SHORT EXERCISE
Extend the forum thread about the maggot-infested bag of rabbit food, picking up after its final post.

TEXT TO READ
· · · · · · ·

# I was almost sick this morning...



## Kammie (Apr 4, 2009)

Used up the last of a bag of food last night so opened the new one this morning (as you do), I'd only bought the new bag at the beginning of the week. This new bag was crawling with maggots that you could hardly see the food below them, needless to say my rabbits are having a slightly different breakfast today of weetabix and toast till OH gets home from work at 1 to take me to pets at home to return this bag for a new one. The maggoty bag of food is now sat outside in the garden away from the rabbit shed and the house till we can go change it, I'm hoping the cold will slow the maggots down but not kill them till we get to show someone at pets at home what they sold us. I'm just worried since its the big 15kg bag that they'll just keep it and use for the buns they're selling. Also with it being that size bag I can't even get on the bus with it to return it now, I have to wait for the OH who finishes work at 1.


----------



## kelseye (Aug 16, 2009)

poor bunnies im shocked at that well im not as its to do with petsathome .


----------



## Tink82 (Mar 22, 2009)

wow that's bad  is it their own vrend food in the paper-type bags??


----------



## Kammie (Apr 4, 2009)

Tink82 said:


> wow that's bad  is it their own vrend food in the paper-type bags??


Burgess Excel, what I always buy.


----------



## Tink82 (Mar 22, 2009)

Kammie said:


> Burgess Excel, what I always buy.


Really?!!!! *runs downstairs to check the bag*

Maybe it was bagged up in the summer and a fly got in somehow?


----------



## emzybabe (Jun 30, 2009)

ok I am seriously considering changing brands! I would take photos and email burges excell. I emailed them saying I had some funny triangle shaped biscuits in mine and they asked for a sample! (never sent them 1) I am completely appalled! what is the use by date on ur bag?


----------



## emzybabe (Jun 30, 2009)

also please kick up a fuss and get some free stuff from [email protected]


----------



## crofty (May 2, 2008)

Yep this happened to my sister a couple of months ago!!!! Take it back and complain.


----------



## Gil3987 (Aug 1, 2008)

defo take it backk and complain profusely and say you want the bag replaced and ur money refunded and also email pics to the company themselves. thats totally ridiculous.


----------



## Kammie (Apr 4, 2009)

The use by is March next year. I just don't know how there could be so many live maggots in a sealed plastic bag, I've looked over the bag for any small holes that a fly could have gotton into but none. I'm just glad pets at home are open today its the only place I can buy the food from without ordering online. I phoned them to check the opening times for today as I paniced they'd be closed and I'd have no food for the rabbits over christmas.

· · · · · · ·

Excerpts of pointing data

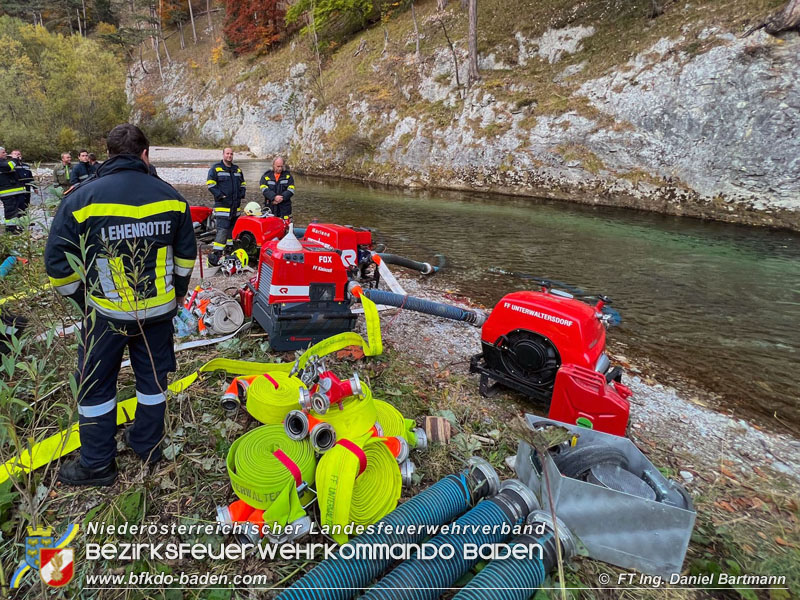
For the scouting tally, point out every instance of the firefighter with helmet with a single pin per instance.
(134, 235)
(226, 183)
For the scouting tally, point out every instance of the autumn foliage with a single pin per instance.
(253, 25)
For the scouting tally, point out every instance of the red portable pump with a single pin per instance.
(551, 347)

· · · · · · ·

ANSWER
Edit: Just phoned Burgess and they've said they want a sample of the food and tried palming me off saying its probably a weevil that got into the bag but I know fly maggots when I see them, I've helped treat enough rabbits at work with flystrike to know what I'm looking at.


----------



## AmyCruick (Jul 20, 2009)

Thats gross! I buy Excel pellets and touch wood haven't had any probs but I will be checking new bags very carefully now.

I think this has probably more than likely happened at Excel rather than [email protected] so I would put some of the food along with maggots in a freezer bag, take pics and send it off to the manufacturer


----------



## Kammie (Apr 4, 2009)

AmyCruick said:


> Thats gross! I buy Excel pellets and touch wood haven't had any probs but I will be checking new bags very carefully now.
> 
> I think this has probably more than likely happened at Excel rather than [email protected] so I would put some of the food along with maggots in a freezer bag, take pics and send it off to the manufacturer


Yeah I've contacted them and will be sending them a sample of the food copmplete with maggots.


----------



## spudsmummy (May 1, 2009)

omg that gross
i uses excel stuff too! i hope i never get that problem i would freck out completly. 
I hope it gets sorted out for you!!


----------



## umber (Feb 15, 2009)

Oh thats disgusting poor you Kammie!

I also use Burgess Excell and oh my God if that happened to me I dont know what Id do after a huge bout of vommitting!


----------



## Kammie (Apr 4, 2009)

Well I took the food back to pets at home and they didn't even look at it or ask for a reciept but said "ok go get another bag". They let us just walk out with another bag without checking the size or that there was even a full bag of food we'd returned.


----------



## jaxb05 (Apr 12, 2009)

That's gross. If it were me - I would have to dump it. Couldn't take it back. Maggots are nasty - yuck.


----------



## Kammie (Apr 4, 2009)

I am kinda worried now that they'll use it as feed for the rabbits they're selling .


----------



## Gil3987 (Aug 1, 2008)

hopefully they will have the savvy jus to throw it away


----------



## emzybabe (Jun 30, 2009)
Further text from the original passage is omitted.